**WHAT THE TASK ASKS:** Copy, from the data below, each line that has the word "postcard".

- - - - -

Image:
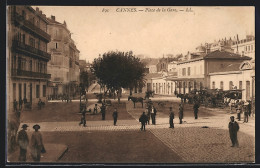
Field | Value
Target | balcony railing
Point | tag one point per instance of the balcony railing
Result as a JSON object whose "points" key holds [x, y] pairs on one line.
{"points": [[26, 48], [20, 19], [22, 73]]}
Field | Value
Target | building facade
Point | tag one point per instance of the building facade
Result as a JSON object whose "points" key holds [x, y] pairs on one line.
{"points": [[243, 79], [194, 73], [245, 46], [64, 63], [27, 55]]}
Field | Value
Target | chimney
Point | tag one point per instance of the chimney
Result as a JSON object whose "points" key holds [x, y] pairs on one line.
{"points": [[53, 17]]}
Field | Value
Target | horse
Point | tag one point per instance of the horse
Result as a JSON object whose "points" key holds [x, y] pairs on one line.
{"points": [[136, 99]]}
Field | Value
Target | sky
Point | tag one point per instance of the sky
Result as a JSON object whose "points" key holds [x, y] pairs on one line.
{"points": [[151, 31]]}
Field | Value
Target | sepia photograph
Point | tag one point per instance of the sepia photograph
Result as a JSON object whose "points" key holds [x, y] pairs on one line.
{"points": [[130, 84]]}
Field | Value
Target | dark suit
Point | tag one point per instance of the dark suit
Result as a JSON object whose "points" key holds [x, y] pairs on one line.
{"points": [[115, 115], [143, 120], [23, 142], [233, 129]]}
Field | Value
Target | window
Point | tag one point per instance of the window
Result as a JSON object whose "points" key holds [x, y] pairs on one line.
{"points": [[247, 90], [30, 65], [23, 38], [24, 90], [20, 90], [32, 42], [44, 90], [240, 85], [222, 85], [230, 85], [183, 71], [14, 90], [213, 85], [188, 71], [39, 44], [37, 91], [23, 14]]}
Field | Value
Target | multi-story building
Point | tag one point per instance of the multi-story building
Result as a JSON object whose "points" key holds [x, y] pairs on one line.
{"points": [[194, 73], [222, 45], [27, 55], [64, 64], [245, 46], [240, 77]]}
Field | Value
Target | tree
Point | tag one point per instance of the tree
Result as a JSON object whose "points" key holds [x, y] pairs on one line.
{"points": [[116, 70]]}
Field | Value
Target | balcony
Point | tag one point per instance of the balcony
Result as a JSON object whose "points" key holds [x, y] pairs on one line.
{"points": [[30, 74], [17, 45], [27, 24]]}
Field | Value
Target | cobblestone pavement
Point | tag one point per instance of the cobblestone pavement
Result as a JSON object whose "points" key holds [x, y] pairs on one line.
{"points": [[189, 140]]}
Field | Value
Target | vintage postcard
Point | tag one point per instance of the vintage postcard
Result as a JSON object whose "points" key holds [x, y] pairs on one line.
{"points": [[130, 84]]}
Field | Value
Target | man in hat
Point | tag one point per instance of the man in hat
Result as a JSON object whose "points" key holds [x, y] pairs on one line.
{"points": [[148, 113], [95, 109], [15, 105], [196, 109], [103, 111], [23, 142], [36, 144], [115, 115], [171, 117], [143, 120], [233, 129], [180, 112], [83, 117]]}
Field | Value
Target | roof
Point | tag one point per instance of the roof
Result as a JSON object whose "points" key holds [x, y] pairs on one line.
{"points": [[218, 55], [153, 75], [150, 61], [225, 55], [53, 21]]}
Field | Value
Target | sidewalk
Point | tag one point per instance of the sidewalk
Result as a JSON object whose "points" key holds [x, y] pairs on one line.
{"points": [[53, 153]]}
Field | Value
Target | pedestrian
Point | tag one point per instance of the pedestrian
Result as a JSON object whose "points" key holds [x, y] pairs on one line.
{"points": [[249, 108], [171, 117], [83, 117], [24, 100], [39, 104], [103, 111], [180, 112], [233, 129], [20, 103], [115, 115], [196, 109], [239, 110], [148, 113], [153, 114], [36, 144], [23, 142], [246, 112], [95, 109], [143, 120], [15, 105]]}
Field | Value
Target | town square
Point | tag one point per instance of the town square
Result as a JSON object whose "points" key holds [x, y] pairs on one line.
{"points": [[130, 85]]}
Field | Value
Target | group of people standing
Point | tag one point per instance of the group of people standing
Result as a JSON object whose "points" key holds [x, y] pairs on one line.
{"points": [[243, 107], [103, 114], [36, 146], [151, 113]]}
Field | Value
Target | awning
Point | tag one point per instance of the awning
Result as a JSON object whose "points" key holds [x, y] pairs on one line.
{"points": [[185, 79]]}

- - - - -

**SOLUTION FOR THIS EXERCISE:**
Target | vintage postcard
Point | tag one point per instance of the vintage postcard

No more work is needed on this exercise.